═════ RECORDS PROVIDED ═════
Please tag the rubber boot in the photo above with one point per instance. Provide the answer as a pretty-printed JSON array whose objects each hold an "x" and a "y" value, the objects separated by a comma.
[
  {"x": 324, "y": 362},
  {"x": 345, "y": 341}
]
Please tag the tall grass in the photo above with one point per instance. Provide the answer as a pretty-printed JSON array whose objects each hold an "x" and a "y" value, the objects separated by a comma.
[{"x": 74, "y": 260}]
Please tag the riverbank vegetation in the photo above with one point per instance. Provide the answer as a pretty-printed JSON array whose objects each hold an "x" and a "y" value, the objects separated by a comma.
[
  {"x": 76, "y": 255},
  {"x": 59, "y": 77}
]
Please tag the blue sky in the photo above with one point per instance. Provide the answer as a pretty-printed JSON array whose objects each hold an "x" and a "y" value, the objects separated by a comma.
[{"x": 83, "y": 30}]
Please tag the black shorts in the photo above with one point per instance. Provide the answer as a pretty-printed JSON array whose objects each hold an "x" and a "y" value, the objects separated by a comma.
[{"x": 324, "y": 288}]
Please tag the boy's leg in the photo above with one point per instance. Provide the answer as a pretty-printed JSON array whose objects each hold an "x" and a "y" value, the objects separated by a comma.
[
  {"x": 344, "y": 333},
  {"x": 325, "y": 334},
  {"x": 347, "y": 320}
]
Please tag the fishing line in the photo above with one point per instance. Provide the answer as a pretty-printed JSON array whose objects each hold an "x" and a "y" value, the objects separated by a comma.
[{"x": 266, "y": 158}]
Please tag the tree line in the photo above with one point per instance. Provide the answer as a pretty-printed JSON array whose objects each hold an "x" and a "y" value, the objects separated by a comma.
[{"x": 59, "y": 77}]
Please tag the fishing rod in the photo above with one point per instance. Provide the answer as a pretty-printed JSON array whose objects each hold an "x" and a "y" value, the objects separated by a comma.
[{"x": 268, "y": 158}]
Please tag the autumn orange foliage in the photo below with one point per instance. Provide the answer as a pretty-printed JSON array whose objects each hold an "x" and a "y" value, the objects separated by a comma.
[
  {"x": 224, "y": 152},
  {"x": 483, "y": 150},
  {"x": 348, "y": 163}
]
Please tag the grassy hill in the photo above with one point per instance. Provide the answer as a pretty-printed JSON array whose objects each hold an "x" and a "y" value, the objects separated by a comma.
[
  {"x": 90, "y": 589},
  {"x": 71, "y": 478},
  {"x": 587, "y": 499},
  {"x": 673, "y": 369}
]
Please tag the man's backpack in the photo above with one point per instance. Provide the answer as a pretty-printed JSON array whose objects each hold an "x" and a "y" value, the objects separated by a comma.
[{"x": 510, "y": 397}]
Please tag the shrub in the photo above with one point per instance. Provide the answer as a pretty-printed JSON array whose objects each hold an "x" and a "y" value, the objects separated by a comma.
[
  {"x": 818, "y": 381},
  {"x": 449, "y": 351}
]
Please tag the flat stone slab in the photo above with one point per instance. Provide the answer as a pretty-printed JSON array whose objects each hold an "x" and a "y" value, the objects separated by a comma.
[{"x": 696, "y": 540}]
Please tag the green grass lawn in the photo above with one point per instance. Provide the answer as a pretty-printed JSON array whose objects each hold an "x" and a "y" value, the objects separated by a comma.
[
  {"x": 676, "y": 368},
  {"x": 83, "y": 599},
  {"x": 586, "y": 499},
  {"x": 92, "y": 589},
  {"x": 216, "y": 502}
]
═════
- WORK TO BE COMPLETED
Could you reproduce all of the entries exactly as they appear?

- OUTPUT FOR THIS EXERCISE
Please tag the rubber boot in the photo above with one point per instance. Provide the answer as a pretty-printed JSON array whose objects each hold an "x" and a "y" value, the objects separated by a comma.
[
  {"x": 324, "y": 362},
  {"x": 345, "y": 341}
]
Please tag the tall grass in the photo above with one point per instance. Provide the answer as a pretty-printed JSON array whose objects each hold an "x" and a "y" value, the objects separated by a comma.
[{"x": 74, "y": 260}]
Please tag the riverbank vegetation in the photo above with one point per instance. Provide the answer as a pretty-printed JSON array whose objects each hold an "x" and a "y" value, the objects separated by a comma.
[
  {"x": 76, "y": 255},
  {"x": 59, "y": 77}
]
Please tag the blue sky in the photo above with one point per instance. Provide the answer as a pretty-printed JSON array whose objects each hold an "x" and a "y" value, the objects separated by a comma.
[{"x": 83, "y": 30}]
Please tag the black shorts in the photo above with one point per instance. Provide the answer as a pretty-printed JSON array whose objects each hold an "x" and a "y" value, the objects separated by a comma.
[{"x": 324, "y": 288}]
Please tag the boy's leg in the photo above with one point per instance. Provide the answer as a pretty-printed JSON array whose objects each hold an "x" and a "y" value, the objects separated by a comma.
[
  {"x": 344, "y": 333},
  {"x": 325, "y": 334},
  {"x": 347, "y": 320}
]
Please tag the fishing line in the photo above with one point per instance. Provide the answer as a pretty-printed JSON array whose objects each hold an "x" and a "y" value, the objects separated by a comma.
[{"x": 266, "y": 158}]
Please tag the tree line in the photo above with one point per instance. Provide the answer as a pretty-printed JSON array whose objects each hold an "x" and a "y" value, the objects separated by a comma.
[{"x": 59, "y": 77}]
Please tag the fishing rod in the photo above with one point per instance. Provide the answer as a pretty-printed JSON array whose objects each hold an "x" and a "y" value, the objects separated by a comma.
[{"x": 268, "y": 158}]
Please tag the autumn orange foliage in the photo below with one point per instance. Provide the answer as a pretty-printed JSON array whose objects each hold an "x" and a "y" value, the objects separated by a comma.
[
  {"x": 224, "y": 152},
  {"x": 483, "y": 150},
  {"x": 348, "y": 163}
]
Please tag the grassy hill in the photo above with one point per instance. Provide the answer as a pretty-printed JSON array whose objects each hold an "x" and a "y" value, the objects separated by a comma.
[
  {"x": 90, "y": 589},
  {"x": 71, "y": 478},
  {"x": 587, "y": 499},
  {"x": 673, "y": 369}
]
Please tag the man's backpack in the photo above with one point per instance. Provide the answer as a pretty-printed JSON array whose objects each hold an "x" and a "y" value, the objects separated by a comma.
[{"x": 510, "y": 397}]
Please tag the shrub in the photo above with one point per instance. Provide the answer as a pretty-printed JSON array whose objects each hold an "x" and a "y" value, the objects separated by a comma.
[
  {"x": 818, "y": 381},
  {"x": 449, "y": 351}
]
Please tag the flat stone slab in the photo above with one point per instance. Provide the answer as a pretty-printed JSON array whose objects each hold an "x" and a "y" value, the objects separated by a comma.
[{"x": 696, "y": 540}]
Please tag the green grass lawn in the photo above with one point per instance. Provide the answer as a pretty-printed JSON array whose objects each hold an "x" and a "y" value, the objects separated by a comma.
[
  {"x": 676, "y": 368},
  {"x": 83, "y": 599},
  {"x": 586, "y": 499},
  {"x": 92, "y": 589},
  {"x": 216, "y": 502}
]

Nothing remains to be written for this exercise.